═══ DATASET RECORDS
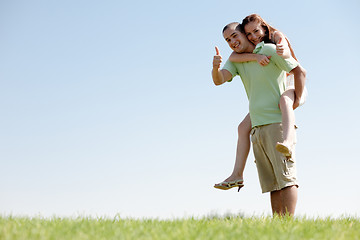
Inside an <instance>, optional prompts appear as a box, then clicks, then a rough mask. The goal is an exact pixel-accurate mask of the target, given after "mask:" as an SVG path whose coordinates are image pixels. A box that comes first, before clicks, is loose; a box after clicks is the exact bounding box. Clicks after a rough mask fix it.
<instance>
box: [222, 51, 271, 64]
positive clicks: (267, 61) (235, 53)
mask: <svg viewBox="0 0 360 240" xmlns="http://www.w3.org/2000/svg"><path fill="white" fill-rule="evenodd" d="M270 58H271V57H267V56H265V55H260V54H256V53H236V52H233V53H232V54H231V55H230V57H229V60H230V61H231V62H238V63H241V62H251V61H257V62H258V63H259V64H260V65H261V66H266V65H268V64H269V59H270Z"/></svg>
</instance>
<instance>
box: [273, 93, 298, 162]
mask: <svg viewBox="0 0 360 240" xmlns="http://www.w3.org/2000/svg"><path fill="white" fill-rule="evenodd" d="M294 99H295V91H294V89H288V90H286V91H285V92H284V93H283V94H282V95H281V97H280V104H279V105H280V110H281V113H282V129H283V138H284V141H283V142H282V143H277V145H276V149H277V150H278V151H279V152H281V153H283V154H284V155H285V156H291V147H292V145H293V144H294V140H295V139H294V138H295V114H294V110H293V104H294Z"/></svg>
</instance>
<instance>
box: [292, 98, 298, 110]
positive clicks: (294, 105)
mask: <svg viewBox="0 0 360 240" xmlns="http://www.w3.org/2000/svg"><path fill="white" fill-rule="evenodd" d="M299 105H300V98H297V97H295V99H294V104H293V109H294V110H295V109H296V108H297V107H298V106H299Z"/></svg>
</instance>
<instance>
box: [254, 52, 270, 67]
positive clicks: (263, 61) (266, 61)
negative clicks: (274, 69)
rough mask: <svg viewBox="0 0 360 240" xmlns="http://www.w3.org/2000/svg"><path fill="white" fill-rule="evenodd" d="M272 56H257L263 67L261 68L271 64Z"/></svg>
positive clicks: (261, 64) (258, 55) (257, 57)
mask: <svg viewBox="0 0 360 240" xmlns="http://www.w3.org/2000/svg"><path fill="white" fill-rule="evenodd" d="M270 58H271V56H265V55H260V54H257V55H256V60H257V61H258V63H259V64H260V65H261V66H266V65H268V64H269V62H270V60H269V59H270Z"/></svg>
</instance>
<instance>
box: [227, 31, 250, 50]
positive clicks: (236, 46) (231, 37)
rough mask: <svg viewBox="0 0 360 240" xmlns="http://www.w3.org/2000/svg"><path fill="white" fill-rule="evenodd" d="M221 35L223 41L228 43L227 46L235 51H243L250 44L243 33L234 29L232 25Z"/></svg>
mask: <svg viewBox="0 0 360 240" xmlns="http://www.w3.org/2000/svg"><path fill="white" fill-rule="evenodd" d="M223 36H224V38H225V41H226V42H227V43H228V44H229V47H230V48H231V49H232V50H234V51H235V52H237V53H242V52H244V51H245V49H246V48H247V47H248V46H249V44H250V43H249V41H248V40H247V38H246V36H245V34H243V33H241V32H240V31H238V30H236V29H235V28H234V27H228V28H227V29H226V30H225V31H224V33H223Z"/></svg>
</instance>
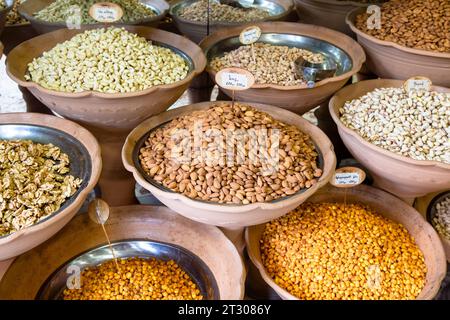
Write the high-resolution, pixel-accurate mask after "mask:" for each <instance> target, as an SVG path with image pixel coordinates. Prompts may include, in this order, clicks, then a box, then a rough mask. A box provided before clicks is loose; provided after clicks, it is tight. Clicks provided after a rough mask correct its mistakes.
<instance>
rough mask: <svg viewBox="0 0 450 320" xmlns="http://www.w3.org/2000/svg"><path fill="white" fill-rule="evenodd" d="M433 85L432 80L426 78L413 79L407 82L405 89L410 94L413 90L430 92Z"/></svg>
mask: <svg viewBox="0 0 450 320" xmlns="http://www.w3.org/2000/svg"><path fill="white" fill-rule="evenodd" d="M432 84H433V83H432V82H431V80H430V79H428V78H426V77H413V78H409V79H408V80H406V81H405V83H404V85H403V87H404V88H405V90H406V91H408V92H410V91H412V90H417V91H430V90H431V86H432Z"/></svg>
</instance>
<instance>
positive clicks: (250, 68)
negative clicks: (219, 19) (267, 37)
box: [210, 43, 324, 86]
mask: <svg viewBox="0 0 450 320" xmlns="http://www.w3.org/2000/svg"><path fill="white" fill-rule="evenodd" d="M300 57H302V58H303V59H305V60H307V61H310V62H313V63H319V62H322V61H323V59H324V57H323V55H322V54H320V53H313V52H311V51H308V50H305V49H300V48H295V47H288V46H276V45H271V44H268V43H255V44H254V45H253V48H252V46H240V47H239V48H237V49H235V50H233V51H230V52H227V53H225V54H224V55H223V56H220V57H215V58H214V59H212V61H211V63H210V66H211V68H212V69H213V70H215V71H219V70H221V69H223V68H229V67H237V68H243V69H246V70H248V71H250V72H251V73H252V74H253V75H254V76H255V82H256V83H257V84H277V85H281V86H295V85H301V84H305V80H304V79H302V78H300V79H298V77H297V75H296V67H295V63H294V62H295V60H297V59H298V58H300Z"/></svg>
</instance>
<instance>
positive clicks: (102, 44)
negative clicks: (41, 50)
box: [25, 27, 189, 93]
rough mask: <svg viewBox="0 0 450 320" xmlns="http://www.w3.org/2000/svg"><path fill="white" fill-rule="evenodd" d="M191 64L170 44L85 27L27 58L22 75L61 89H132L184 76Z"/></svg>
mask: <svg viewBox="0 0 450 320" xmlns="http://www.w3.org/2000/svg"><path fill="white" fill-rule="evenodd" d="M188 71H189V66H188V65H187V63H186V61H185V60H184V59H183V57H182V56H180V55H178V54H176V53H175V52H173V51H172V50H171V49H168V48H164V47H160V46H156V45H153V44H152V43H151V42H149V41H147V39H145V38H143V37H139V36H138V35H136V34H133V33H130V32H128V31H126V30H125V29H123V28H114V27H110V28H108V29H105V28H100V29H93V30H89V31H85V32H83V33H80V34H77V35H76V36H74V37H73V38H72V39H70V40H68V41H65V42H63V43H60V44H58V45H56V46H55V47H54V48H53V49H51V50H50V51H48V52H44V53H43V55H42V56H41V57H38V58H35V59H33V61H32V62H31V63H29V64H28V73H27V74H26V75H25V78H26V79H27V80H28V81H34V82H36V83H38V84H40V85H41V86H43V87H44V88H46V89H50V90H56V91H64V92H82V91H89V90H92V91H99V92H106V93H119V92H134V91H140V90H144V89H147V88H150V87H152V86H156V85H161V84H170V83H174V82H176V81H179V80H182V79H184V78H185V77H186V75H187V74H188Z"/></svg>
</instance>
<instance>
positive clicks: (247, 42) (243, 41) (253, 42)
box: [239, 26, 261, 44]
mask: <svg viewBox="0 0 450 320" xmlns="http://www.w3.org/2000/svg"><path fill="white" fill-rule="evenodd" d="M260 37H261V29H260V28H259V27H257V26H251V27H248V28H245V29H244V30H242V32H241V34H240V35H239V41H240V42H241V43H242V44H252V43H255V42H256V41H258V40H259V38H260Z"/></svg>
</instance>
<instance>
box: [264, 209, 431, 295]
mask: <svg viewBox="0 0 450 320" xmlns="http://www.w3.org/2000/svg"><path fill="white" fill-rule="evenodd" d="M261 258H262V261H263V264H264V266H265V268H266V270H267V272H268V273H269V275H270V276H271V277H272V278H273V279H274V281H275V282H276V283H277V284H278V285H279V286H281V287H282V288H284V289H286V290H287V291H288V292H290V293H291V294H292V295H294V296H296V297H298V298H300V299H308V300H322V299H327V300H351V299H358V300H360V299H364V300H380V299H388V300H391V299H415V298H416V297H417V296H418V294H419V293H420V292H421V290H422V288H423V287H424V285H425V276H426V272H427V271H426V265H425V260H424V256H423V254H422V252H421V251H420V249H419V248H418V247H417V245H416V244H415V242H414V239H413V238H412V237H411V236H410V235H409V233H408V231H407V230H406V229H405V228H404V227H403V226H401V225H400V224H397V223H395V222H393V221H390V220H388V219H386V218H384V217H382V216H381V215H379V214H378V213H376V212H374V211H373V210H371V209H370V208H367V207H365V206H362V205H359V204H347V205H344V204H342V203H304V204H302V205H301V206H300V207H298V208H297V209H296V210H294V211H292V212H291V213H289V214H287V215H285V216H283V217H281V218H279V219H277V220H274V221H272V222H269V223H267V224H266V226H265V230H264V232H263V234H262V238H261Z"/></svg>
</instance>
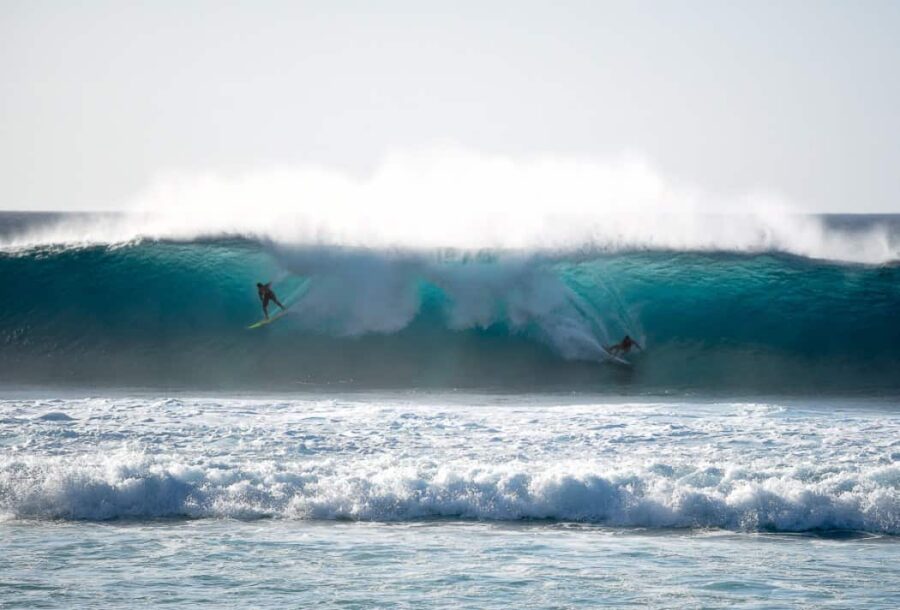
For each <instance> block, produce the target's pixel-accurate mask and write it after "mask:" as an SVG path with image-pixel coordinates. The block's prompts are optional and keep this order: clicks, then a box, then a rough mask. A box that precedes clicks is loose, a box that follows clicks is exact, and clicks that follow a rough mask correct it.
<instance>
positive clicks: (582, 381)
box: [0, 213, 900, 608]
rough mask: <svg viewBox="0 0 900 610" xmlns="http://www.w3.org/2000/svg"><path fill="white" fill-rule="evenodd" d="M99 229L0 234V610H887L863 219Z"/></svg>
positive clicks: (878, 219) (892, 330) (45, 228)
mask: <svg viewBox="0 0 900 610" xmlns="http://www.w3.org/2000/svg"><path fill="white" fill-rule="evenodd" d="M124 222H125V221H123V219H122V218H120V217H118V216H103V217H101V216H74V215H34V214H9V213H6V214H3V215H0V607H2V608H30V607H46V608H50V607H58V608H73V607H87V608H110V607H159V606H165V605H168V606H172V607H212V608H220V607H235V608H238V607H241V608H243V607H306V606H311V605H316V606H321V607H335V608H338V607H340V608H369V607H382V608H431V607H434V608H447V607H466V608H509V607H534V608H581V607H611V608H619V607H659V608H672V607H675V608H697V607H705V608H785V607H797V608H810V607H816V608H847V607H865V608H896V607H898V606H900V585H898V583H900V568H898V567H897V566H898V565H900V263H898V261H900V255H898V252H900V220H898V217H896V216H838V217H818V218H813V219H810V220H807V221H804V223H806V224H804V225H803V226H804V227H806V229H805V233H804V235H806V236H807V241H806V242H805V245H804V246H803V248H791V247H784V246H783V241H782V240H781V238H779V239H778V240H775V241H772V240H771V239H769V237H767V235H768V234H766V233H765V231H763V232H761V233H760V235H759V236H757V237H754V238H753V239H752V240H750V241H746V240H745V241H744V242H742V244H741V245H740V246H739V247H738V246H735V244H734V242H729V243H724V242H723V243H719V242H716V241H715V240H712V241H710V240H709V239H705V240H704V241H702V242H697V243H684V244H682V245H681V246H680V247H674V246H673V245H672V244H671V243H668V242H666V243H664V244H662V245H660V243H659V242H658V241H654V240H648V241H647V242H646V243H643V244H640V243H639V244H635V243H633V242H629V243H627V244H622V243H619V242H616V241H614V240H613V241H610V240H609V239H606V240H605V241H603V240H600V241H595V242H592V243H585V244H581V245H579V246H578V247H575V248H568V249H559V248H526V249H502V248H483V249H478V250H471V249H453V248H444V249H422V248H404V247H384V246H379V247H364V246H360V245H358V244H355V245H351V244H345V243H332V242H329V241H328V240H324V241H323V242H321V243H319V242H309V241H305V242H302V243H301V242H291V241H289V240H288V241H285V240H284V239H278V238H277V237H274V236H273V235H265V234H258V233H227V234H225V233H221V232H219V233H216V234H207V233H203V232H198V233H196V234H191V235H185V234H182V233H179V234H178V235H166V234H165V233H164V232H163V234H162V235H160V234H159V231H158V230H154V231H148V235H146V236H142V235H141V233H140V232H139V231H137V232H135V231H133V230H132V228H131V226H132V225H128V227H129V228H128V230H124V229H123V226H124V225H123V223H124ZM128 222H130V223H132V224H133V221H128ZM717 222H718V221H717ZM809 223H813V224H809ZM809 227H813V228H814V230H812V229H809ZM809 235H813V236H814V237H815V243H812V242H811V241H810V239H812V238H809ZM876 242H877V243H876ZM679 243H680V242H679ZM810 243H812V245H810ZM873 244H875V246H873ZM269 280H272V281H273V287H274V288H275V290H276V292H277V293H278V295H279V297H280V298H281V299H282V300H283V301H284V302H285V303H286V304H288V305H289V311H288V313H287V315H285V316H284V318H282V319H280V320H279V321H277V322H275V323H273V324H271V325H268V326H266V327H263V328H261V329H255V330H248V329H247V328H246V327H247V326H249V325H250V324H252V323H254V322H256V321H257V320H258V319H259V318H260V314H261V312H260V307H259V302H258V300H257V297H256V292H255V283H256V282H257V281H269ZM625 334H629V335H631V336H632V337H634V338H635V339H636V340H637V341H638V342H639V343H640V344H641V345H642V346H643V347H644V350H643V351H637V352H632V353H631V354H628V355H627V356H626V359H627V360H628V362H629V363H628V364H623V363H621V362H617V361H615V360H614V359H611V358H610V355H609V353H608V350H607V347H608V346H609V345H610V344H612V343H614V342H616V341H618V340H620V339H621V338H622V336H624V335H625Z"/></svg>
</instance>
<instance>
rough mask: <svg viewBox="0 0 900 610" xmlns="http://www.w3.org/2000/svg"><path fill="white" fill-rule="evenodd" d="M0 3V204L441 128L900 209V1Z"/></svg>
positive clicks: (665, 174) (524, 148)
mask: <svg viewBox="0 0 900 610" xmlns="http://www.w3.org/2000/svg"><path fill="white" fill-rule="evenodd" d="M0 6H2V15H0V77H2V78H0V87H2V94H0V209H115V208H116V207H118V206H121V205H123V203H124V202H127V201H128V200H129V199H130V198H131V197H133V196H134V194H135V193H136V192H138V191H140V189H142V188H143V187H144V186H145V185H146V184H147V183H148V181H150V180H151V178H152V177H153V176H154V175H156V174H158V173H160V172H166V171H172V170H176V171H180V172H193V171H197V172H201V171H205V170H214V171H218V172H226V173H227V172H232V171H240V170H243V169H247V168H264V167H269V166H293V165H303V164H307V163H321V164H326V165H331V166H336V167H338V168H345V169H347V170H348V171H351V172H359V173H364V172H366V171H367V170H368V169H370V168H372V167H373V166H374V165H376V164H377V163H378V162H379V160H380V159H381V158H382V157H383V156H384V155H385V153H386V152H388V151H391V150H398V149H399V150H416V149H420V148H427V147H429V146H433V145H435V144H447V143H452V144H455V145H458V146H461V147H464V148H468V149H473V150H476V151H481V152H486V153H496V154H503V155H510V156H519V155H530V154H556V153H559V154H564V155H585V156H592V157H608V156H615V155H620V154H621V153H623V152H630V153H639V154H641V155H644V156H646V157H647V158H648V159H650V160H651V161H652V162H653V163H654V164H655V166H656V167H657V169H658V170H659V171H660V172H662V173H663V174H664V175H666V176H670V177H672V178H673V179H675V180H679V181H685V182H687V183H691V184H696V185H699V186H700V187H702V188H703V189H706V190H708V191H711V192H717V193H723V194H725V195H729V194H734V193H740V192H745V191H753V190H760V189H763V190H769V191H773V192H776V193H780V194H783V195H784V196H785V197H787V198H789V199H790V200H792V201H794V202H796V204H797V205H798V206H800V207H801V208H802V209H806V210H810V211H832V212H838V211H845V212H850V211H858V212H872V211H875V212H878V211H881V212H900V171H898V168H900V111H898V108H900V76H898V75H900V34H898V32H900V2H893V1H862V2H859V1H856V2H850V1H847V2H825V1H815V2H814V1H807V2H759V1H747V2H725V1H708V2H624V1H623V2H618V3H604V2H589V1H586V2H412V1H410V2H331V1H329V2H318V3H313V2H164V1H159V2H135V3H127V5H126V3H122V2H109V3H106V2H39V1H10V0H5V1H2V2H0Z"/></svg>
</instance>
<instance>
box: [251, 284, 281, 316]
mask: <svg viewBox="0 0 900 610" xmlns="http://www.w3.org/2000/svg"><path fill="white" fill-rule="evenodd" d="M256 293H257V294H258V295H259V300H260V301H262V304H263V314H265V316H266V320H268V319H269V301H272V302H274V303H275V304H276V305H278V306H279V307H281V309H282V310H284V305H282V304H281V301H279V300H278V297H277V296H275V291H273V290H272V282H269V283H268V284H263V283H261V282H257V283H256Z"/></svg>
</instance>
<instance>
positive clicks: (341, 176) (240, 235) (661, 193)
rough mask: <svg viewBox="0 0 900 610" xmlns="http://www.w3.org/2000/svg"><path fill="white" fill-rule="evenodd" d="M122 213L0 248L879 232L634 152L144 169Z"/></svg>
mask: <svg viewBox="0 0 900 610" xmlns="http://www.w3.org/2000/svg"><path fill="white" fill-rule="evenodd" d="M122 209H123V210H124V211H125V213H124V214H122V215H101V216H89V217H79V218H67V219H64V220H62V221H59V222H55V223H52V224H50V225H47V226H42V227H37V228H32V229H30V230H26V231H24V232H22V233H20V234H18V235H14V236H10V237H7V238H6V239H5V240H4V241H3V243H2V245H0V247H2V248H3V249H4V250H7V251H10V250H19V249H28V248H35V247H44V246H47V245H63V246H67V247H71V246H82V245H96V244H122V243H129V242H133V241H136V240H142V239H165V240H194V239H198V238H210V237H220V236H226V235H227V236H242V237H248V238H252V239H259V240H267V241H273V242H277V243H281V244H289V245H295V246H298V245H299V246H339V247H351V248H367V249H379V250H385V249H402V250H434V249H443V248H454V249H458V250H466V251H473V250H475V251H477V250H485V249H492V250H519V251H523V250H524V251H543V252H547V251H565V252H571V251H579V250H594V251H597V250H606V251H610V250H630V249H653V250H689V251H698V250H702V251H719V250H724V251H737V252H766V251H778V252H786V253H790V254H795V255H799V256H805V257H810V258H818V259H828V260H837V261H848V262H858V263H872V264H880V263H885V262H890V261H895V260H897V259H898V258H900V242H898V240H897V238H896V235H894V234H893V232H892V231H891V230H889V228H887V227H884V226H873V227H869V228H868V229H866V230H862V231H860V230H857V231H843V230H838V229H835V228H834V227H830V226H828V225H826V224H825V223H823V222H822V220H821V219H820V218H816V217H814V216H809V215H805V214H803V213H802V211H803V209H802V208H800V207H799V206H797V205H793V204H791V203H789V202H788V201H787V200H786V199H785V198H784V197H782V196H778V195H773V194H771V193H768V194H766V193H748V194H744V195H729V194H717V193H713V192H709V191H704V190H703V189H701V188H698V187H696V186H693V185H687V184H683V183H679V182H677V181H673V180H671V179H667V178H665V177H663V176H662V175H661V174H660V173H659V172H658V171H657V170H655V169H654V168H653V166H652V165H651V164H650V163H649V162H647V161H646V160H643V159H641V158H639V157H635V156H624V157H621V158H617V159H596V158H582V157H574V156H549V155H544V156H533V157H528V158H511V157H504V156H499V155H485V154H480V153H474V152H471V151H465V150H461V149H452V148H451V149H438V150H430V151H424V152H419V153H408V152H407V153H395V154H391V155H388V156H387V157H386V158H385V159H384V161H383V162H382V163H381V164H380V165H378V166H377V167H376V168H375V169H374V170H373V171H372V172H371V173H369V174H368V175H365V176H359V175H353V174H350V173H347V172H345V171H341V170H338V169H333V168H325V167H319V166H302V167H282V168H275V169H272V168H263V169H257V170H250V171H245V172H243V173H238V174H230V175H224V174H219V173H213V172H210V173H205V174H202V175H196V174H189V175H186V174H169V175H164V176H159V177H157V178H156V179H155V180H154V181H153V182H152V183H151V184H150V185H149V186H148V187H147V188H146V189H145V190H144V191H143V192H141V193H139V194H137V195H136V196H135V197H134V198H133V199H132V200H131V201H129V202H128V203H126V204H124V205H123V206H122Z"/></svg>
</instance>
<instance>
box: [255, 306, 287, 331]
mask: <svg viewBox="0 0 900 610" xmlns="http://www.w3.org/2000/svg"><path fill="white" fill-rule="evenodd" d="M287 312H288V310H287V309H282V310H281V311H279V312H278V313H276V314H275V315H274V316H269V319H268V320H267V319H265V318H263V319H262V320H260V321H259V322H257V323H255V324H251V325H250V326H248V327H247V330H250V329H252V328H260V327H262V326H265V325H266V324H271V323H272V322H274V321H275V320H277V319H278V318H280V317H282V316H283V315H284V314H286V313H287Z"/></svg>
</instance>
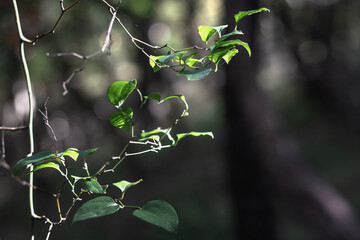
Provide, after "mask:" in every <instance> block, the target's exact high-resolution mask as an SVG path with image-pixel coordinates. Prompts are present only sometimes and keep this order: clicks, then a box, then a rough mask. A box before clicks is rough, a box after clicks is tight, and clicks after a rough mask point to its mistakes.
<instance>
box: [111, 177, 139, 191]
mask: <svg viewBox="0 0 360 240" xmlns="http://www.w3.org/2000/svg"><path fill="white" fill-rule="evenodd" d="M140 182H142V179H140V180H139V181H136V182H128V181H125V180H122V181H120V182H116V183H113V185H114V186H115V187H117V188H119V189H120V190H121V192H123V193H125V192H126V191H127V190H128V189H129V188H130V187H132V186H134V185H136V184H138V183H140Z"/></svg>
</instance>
══════
ABOUT THIS TASK - Quote the listing above, but only from the line that shows "negative clicks: (219, 19) (267, 37)" through the line that shows "box: [25, 27, 189, 93]".

OUTPUT FOR THIS EXERCISE -
negative clicks: (219, 19) (267, 37)
box: [210, 43, 324, 86]
mask: <svg viewBox="0 0 450 320" xmlns="http://www.w3.org/2000/svg"><path fill="white" fill-rule="evenodd" d="M300 57H302V58H303V59H305V60H307V61H310V62H313V63H319V62H322V61H323V59H324V57H323V55H322V54H320V53H313V52H311V51H308V50H305V49H300V48H295V47H288V46H276V45H271V44H268V43H255V44H254V45H253V48H252V46H240V47H239V48H237V49H235V50H233V51H230V52H227V53H225V54H224V55H223V56H220V57H215V58H214V59H212V61H211V63H210V66H211V68H212V69H213V70H215V71H219V70H221V69H223V68H229V67H237V68H243V69H246V70H248V71H250V72H251V73H252V74H253V75H254V76H255V82H256V83H257V84H277V85H281V86H295V85H301V84H305V80H304V79H302V78H300V79H298V77H297V75H296V67H295V63H294V62H295V60H297V59H298V58H300Z"/></svg>
</instance>
<instance>
positive clicks: (102, 44)
negative clicks: (41, 50)
box: [25, 27, 189, 93]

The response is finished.